WHAT IS REQUIRED. Please repeat the lines below exactly. Begin with the line containing "point_to MUST return one point per instance of the reflection" and go on through the line containing "point_to MUST return one point per instance of the mountain".

DATA UNDER STUDY Block Start

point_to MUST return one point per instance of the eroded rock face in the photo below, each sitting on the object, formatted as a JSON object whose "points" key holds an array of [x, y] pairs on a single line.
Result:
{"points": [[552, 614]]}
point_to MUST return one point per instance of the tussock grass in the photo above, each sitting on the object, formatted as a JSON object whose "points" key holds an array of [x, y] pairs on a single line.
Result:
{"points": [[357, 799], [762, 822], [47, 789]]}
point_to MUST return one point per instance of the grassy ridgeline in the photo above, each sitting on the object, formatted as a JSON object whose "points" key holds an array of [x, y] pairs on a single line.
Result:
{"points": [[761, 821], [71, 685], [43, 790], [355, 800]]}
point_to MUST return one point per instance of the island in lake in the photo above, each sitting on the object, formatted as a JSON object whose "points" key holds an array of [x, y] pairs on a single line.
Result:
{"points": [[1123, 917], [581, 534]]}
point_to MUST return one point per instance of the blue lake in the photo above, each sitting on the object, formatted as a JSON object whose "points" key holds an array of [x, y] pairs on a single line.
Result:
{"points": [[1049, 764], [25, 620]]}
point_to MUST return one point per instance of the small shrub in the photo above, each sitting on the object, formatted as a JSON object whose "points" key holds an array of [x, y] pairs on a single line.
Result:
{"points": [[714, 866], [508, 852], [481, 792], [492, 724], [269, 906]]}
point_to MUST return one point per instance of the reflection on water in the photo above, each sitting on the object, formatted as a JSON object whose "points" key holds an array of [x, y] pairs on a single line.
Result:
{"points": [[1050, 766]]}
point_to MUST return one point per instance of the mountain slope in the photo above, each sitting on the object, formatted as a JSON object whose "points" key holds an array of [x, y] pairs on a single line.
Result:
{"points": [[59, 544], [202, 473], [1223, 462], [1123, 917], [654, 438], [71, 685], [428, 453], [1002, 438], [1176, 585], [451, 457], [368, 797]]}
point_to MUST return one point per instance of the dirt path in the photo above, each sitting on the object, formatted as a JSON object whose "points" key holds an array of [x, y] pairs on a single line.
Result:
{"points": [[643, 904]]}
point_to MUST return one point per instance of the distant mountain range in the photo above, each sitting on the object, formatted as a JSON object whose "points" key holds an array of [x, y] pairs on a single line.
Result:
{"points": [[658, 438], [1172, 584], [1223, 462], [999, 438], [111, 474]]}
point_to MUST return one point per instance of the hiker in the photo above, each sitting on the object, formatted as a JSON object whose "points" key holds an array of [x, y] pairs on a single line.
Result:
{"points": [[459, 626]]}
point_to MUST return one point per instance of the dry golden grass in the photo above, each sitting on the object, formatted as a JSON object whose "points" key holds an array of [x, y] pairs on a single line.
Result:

DATA UNDER STUDY Block End

ANSWER BOX.
point_to MUST return one point per instance of the reflection on water in the photo above, each sitting on the object, formatted as a JSON object whose "points" key holds an array of [x, y] pairs on a single line.
Result:
{"points": [[1050, 766]]}
point_to MUST return one point per instance of the mountain slope in the photo above, each sitting on the object, formatted as a JSON object whose "points" key holds an array of [x, y] pairs on a single line.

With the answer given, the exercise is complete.